What to produce:
Quote every one of the records below verbatim, omitting the pictures from your reply.

-------- Record set --------

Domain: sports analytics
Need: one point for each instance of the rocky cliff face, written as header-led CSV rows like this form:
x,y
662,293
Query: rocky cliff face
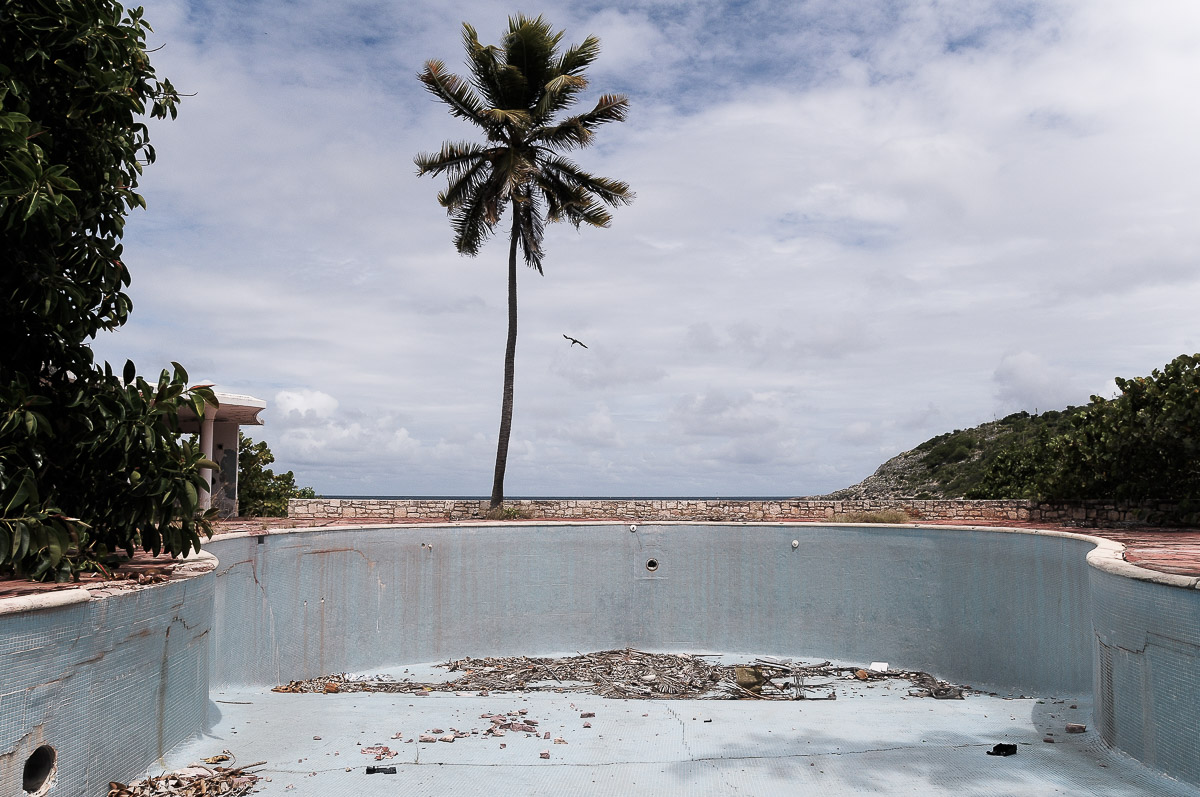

--------

Solution for this problem:
Domain: sports analytics
Need: one point for each instance of the rocky cliff face, written as header-led CSV rows like this form:
x,y
662,293
Query: rocky cliff face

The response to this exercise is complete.